Pipeline that starts playing audio before the LLM finishes generating.
Key: split LLM output at sentence boundaries, generate TTS per sentence.
"""
llm_stream = await openai_client.chat.completions.create(
model="gpt-4o-mini",
messages=[{"role": "user", "content": user_message}],
stream=True,
max_tokens=150,
)
sentence_buffer = ""
audio_chunks = []
async for chunk in llm_stream:
delta = chunk.choices[0].delta.content or ""
sentence_buffer += delta
# Check if we have a complete sentence
if sentence_buffer and sentence_buffer[-1] in SENTENCE_ENDINGS:
sentence = sentence_buffer.strip()
sentence_buffer = ""
if sentence:
print(f"Synthesizing: {sentence}")
# Generate TTS for this sentence while LLM generates the next
for _, _, audio in tts_pipeline(sentence, voice='af_heart'):
audio_chunks.append(audio)
# Play chunk immediately as it arrives
sd.play(audio, samplerate=24000, blocking=False)
await asyncio.sleep(len(audio) / 24000) # Yield for duration of chunk
# Handle any remaining text
if sentence_buffer.strip():
for _, _, audio in tts_pipeline(sentence_buffer.strip(), voice='af_heart'):
sd.play(audio, samplerate=24000, blocking=False)

- - - - - - -

■ **What you will do**:
a) Do these statements agree with the streaming audio pipeline code? (i) Speech is generated separately for each sentence. (ii) The model request limits output to 150 tokens. (iii) Any text left in the buffer after the loop is dropped without being spoken. Answer yes or no for each, quoting the words of the code that decide it.
b) Can you carry on the streaming audio pipeline code from the point where it stops?
The lines that follow are drawn from a different source.

■ **Supplied information**:
- - - - - - -

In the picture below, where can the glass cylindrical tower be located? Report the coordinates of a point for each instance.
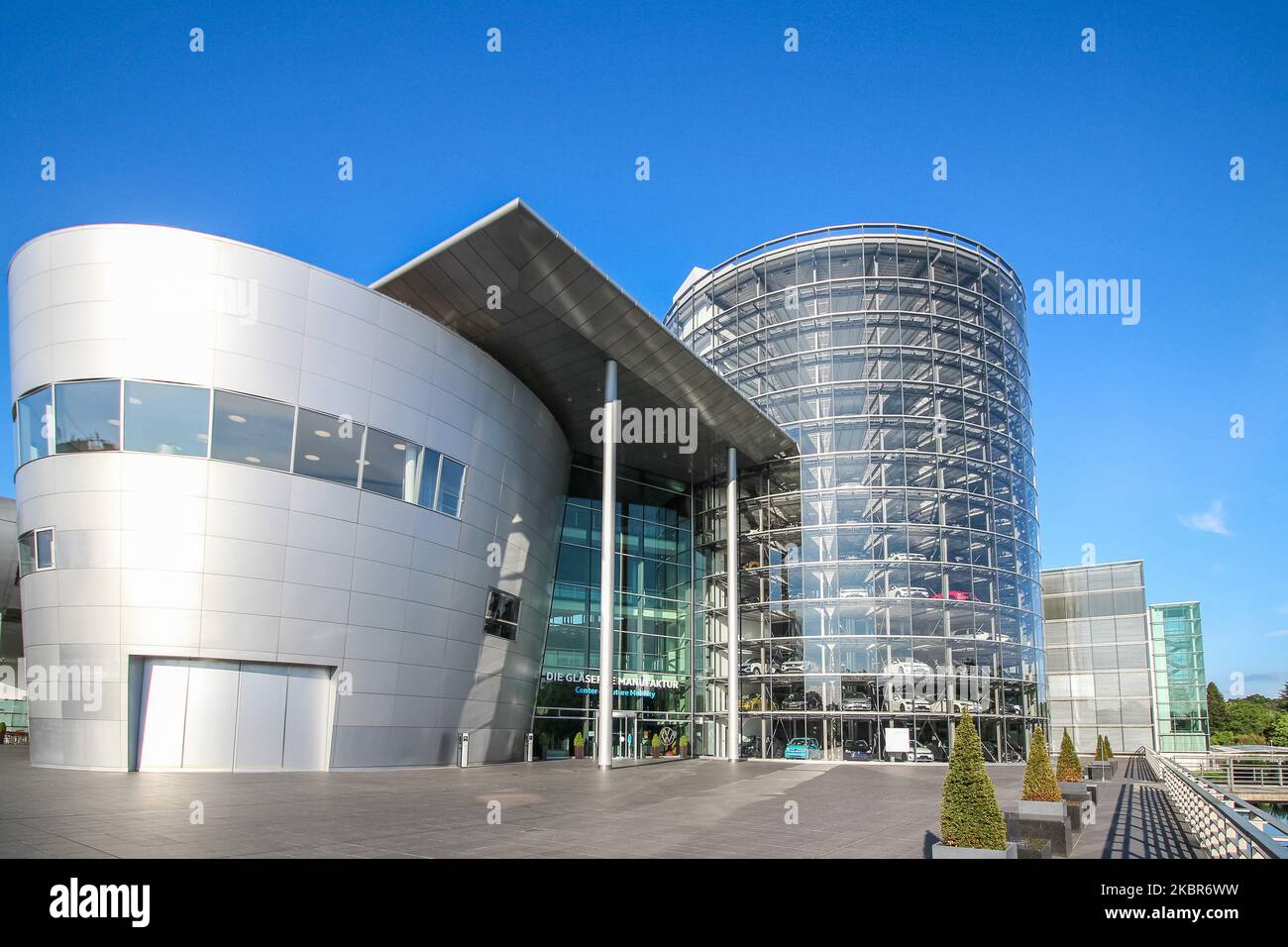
(889, 577)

- - - - - - -

■ **Results in order**:
a)
(i) Yes: "generate TTS per sentence".
(ii) Yes: "max_tokens=150,".
(iii) No: "# Handle any remaining text".

b)
await asyncio.sleep(len(audio) / 24000)
asyncio.run(stream_llm_to_tts("Explain quantum computing in 2 sentences."))
Open Source Models Ranked for Real-Time Use
1. Kokoro-82M (Recommended: Best CPU Real-Time)
Kokoro's compact 82M parameter size means it generates audio faster than real-time on modern CPUs. For a 5-word sentence, the first audio chunk arrives in under 100ms on an M2 MacBook Pro — fast enough to fit entirely within the remaining latency budget after LLM inference.
from kokoro import KPipeline
import time
pipeline = KPipeline(lang_code='a')
text = "Hello, how can I help you today?"
start = time.time()
first_chunk = True
for _, _, audio in pipeline(text, voice='af_heart'):
if first_chunk:
print(f"First audio chunk: {(time.time() - start)*1000:.0f}ms")
first_chunk = False
# Stream chunk to audio output
# play(audio, samplerate=24000) # ~85ms on Apple M2 CPU
2. Piper TTS (Recommended: Embedded / Edge Real-Time)
Piper is a fast, local neural TTS system designed for very resource-constrained environments. It uses VITS architecture with aggressive pruning and quantization and can run in real-time on a Raspberry Pi 4. This makes it the go-to for embedded voice assistant applications.
# Install Piper
pip install piper-tts
from piper.voice import PiperVoice
import wave
# Load voice model (~60MB)
voice = PiperVoice.load("en_US-lessac-medium.onnx")
with wave.open("output.wav", "w") as wav_file:
voice.synthesize("Hello from the edge device!", wav_file)
# Or stream directly to speakers:
import pyaudio
p = pyaudio.PyAudio()
stream = p.open(format=pyaudio.paInt16, channels=1,
rate=voice.config.sample_rate, output=True)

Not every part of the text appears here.